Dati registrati
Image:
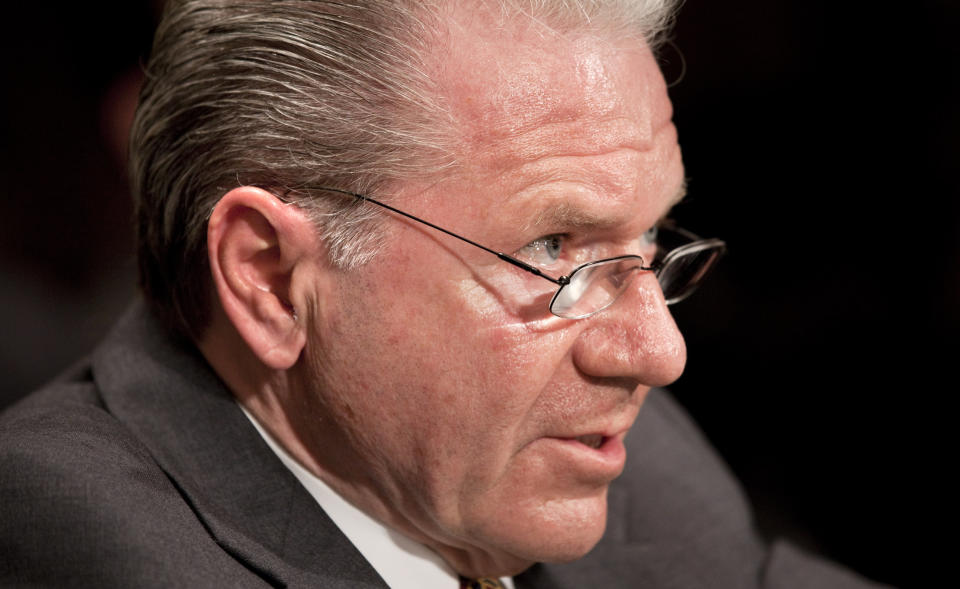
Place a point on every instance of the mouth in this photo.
(591, 440)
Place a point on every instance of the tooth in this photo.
(592, 440)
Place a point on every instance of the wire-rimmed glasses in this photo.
(681, 263)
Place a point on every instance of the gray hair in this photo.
(293, 94)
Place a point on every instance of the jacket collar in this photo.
(161, 387)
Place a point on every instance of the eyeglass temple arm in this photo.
(518, 263)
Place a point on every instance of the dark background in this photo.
(821, 142)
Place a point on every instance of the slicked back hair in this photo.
(289, 94)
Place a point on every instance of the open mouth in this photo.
(592, 440)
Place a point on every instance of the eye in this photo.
(544, 250)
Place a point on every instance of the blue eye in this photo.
(544, 250)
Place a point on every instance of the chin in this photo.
(556, 531)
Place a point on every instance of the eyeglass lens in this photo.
(595, 286)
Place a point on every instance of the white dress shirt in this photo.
(401, 562)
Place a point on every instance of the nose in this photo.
(636, 337)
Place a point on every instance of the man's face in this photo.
(442, 396)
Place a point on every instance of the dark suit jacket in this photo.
(139, 470)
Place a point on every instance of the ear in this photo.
(256, 245)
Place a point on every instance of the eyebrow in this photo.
(566, 215)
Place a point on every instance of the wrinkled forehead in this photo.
(534, 89)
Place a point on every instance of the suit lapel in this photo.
(162, 389)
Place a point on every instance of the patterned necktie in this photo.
(484, 583)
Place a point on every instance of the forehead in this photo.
(535, 107)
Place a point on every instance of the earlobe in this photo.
(255, 244)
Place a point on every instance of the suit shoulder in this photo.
(85, 504)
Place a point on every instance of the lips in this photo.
(592, 440)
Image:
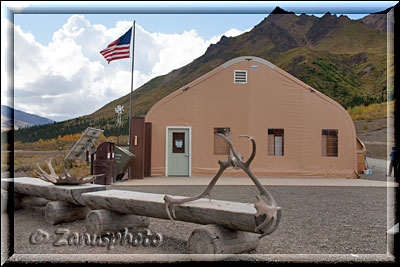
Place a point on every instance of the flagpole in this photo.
(130, 97)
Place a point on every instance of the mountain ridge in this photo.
(21, 119)
(342, 58)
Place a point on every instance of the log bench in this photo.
(63, 202)
(228, 227)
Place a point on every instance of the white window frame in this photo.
(234, 76)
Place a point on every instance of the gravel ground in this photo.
(315, 220)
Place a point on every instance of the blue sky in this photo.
(59, 73)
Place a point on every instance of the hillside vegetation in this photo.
(342, 58)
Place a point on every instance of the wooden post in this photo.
(147, 149)
(215, 239)
(100, 222)
(59, 212)
(137, 148)
(232, 215)
(21, 200)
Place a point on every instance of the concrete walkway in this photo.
(272, 181)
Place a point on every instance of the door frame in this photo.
(167, 128)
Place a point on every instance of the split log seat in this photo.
(63, 202)
(229, 227)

Il problema:
Sostituisci "photo" con "image" in tutto il materiale qui sopra e riscrivilo senza nessun'altra modifica. Per favore, lascia fuori le immagini.

Risposta attesa:
Image:
Place a point on every instance of the mouth in this image.
(591, 440)
Place a point on every instance of the tooth in this image.
(592, 440)
Place a point on every instance of the wire-rimmed glasses in this image.
(681, 263)
Place a point on every instance of the gray hair in this image.
(293, 94)
Place a point on every instance of the jacket collar in this image.
(161, 387)
Place a point on every instance of the eyeglass temple arm in this image.
(518, 263)
Place a point on every instance of the dark background in this image.
(821, 142)
Place a point on every instance of the slicked back hair in this image.
(289, 94)
Place a point on every instance of the open mouth in this image.
(592, 440)
Place a point on every instance of the eye in this image.
(544, 250)
Place a point on every instance of the blue eye in this image.
(544, 250)
Place a point on every instance of the chin in this image.
(556, 531)
Place a point on every instance of the eyeglass lens in this image.
(595, 286)
Place a point on every instance of the white dress shirt in this image.
(401, 562)
Place a point on every instance of the nose in this image.
(636, 337)
Place a point on every instance of the man's face in this image.
(442, 396)
Place a point on every instance of the dark suit jacket in this image.
(139, 470)
Place a point on every instance of the ear in this image.
(256, 245)
Place a point on every instance of the eyebrow in this image.
(566, 215)
Place a point on every instance of the wrinkled forehead in this image.
(534, 89)
Place a point on every instance of the suit lapel in this image.
(162, 389)
Place a point on every instance of the patterned necktie in this image.
(484, 583)
Place a point on every instance of the forehead in this image.
(535, 107)
Place a point on every instance of the earlobe in this image.
(255, 244)
Place a point on every instance of the suit shoulder in this image.
(85, 504)
Place a point on every instance of the lips in this image.
(592, 440)
Image:
Place a point on every instance of the flagpole in this image.
(130, 97)
Place a point on every instance of the mountain ridge in this image.
(21, 119)
(342, 58)
Place a point on every instance of the log bench in this image.
(63, 202)
(228, 227)
Place a point on every instance of the white window frame in this image.
(234, 76)
Place a point on every instance of the gravel ground in this image.
(315, 220)
Place a point on every instance of the blue sky in this image.
(59, 73)
Place a point on every instance of the hillside vegetation in this image.
(342, 58)
Place a point on every instance of the wooden post in this image.
(147, 149)
(215, 239)
(100, 222)
(59, 212)
(137, 148)
(232, 215)
(21, 200)
Place a point on every instance of the concrete walkway in this image.
(272, 181)
Place a point on every instance of the door frame in this image.
(167, 128)
Place a point on every instance of the split log seat in this image.
(63, 202)
(229, 227)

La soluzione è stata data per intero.